From the passage on the Oklahoma Legislature below, list every activity other than lawmaking that the sentence beginning "They do other things as well" attributes to legislative bodies.

──────── GIVEN TEXT ────────

The Oklahoma Legislature
Under our representative form of government, legislative bodies are lawmaking institutions above all. They do other things as well, of course: they represent the people in a variety of ways; they may investigate charges of wrongdoing among state agencies or departments; they serve as a forum for discussing important policies and programs; they may provide some oversight of the state's administration not only through hearings and investigations, but by conducting post-audits of program outcomes; and finally, they may serve in a judicial capacity if impeachment proceedings are initiated against a governor or other official subject to such proceedings. Legislators also represent their districts and constituents at the capitol, particularly to influence the bureaucracy on behalf of constituents. In short, legislatures, sometimes referred to as the first branch of government, play an indispensable role in shaping state policy and influencing a wide range of public and private activities.

──────── DATA SHOWN ────────

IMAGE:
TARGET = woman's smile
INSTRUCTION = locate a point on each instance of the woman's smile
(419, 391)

────────
──────── DATA SHOWN ────────

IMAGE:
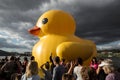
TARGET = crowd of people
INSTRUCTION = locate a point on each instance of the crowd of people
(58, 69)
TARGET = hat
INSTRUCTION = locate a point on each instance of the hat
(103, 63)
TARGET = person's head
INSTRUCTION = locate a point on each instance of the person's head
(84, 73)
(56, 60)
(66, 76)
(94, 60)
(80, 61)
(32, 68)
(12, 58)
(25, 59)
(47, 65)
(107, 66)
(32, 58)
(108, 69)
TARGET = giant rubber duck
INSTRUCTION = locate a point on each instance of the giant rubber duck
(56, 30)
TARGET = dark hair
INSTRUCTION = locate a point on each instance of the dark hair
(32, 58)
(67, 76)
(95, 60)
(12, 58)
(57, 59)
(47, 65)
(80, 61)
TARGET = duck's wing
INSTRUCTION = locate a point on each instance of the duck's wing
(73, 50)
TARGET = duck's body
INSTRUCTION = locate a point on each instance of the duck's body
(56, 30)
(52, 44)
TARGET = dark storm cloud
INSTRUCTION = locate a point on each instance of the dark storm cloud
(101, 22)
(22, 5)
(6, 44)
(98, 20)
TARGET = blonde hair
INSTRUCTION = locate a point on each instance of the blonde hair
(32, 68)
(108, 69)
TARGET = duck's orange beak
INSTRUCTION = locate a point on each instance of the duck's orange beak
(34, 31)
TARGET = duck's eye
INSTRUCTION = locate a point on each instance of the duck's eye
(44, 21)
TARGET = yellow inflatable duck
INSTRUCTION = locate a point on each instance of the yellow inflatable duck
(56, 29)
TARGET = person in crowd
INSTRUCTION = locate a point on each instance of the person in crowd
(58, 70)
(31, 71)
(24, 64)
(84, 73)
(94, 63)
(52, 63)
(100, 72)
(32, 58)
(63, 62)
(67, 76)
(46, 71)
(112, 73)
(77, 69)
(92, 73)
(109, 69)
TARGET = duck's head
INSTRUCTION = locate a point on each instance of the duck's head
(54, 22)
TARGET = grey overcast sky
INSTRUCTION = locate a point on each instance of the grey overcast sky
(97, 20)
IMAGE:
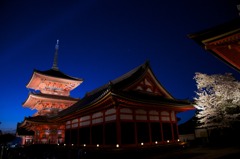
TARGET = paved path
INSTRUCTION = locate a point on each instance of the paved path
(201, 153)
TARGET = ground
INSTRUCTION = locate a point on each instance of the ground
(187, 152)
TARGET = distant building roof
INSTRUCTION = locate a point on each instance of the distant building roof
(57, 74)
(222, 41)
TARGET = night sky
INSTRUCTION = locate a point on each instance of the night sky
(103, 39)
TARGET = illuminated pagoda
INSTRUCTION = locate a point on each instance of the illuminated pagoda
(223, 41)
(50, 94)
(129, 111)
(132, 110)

────────

■ RESPONSE TO THE EXERCISE:
- Representing the people in a variety of ways
- Investigating charges of wrongdoing among state agencies or departments
- Serving as a forum for discussing important policies and programs
- Providing some oversight of the state's administration through hearings, investigations, and post-audits of program outcomes
- Serving in a judicial capacity if impeachment proceedings are initiated against a governor or other official subject to such proceedings